§ **What to work on**:
(a) Answer these questions from the combine story, one line each:
(i) What crop was being harvested?
(ii) Where was the crop going to be taken?
(iii) What was Roy doing when the narrator got to the field?
(b) Say whether each statement agrees with the combine story. Answer yes or no, and quote the words from the story that decide it.
(i) The millet harvest took place a couple of weeks ago.
(ii) The narrator drove the tractor alone a few months back.
(iii) Roy had spent only a short time in the fields that day.
(c) Write the next part of the combine story, picking up right after its last sentence.
Source passage Start Marker
Oh. My. Gosh. I did it again. I drove another very expensive piece of farm equipment.
It was time to harvest millet a couple of weeks ago to bring it to the grain elevator. One afternoon, I decided to ride along to spend a little time with Roy as he had been gone all day working in the fields. I got to the field and Roy was in the process of moving the truck to the other side of the field. He asked that I follow him in the combine. What? Drive the combine – all by myself? Didn't he see the anxiety ridden version of me when driving the tractor a few months back? And that was with Roy in the tractor with me! Is he sure he trusts me to drive the combine? Since my last “adventure” in the tractor, I was tentative because I lacked confidence in myself, but agreed because it would be a big help, not to mention it would save a lot of time … and if he trusted me, maybe I should trust myself.
Source passage End Marker
Given information Start Marker
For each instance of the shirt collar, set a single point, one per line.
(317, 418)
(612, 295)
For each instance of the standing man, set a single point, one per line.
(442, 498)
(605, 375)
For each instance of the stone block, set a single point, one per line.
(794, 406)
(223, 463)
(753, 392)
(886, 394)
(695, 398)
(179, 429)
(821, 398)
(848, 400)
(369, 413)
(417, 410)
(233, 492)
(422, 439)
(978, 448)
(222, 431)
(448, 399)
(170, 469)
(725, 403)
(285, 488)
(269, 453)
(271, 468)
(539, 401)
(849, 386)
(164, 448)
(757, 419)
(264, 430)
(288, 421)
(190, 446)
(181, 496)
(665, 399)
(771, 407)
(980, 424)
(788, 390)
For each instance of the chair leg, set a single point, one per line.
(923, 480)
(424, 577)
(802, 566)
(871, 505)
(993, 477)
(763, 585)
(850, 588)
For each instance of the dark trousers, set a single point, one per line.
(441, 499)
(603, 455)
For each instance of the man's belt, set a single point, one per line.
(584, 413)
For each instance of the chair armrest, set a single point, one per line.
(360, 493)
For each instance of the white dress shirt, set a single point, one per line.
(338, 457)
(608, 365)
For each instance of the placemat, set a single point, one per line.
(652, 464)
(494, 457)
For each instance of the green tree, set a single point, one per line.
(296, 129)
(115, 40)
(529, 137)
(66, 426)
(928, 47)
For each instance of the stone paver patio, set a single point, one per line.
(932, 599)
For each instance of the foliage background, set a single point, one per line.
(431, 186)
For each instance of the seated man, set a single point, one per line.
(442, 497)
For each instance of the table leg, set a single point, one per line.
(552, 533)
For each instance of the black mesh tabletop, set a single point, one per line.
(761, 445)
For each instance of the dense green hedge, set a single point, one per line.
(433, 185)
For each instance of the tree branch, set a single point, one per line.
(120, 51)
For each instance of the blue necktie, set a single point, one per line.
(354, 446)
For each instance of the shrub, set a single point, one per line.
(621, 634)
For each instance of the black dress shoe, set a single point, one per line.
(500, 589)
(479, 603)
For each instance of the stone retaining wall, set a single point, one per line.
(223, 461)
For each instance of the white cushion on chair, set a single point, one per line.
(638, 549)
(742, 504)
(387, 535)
Given information End Marker
§ **Expected results**:
(a)
(i) Millet.
(ii) To the grain elevator.
(iii) He was moving the truck to the other side of the field.

(b)
(i) Yes: "It was time to harvest millet a couple of weeks ago"
(ii) No: "And that was with Roy in the tractor with me!"
(iii) No: "he had been gone all day working in the fields"

(c)
Okay, here we go. I took a deep breath and got a brief lesson on how to make the combine accelerate, decelerate, and my personal favorite - stop! Accelerating to the top speed of 6 mph and I have to say that I felt pretty good about driving the combine. That is until I decided to push my comfort zone a little further to drive the combine while operating the pickup header in the front of the machine. Just like driving the tractor, there was a lot going on. I had to learn when to raise and lower the header to be able to navigate the uneven ground. It all looked the same to me so I was glad to have Roy by my side for my maiden voyage in the combine. He was able to tell me when to raise and lower the header so I didn't ruin the crop or the equipment. But that was not all I had to do. When the combine was full, I had to line up next to the truck and move the unloader over the truck bed to unload the millet. That was an adventure in itself. Again, I was glad Roy was there to help me with that.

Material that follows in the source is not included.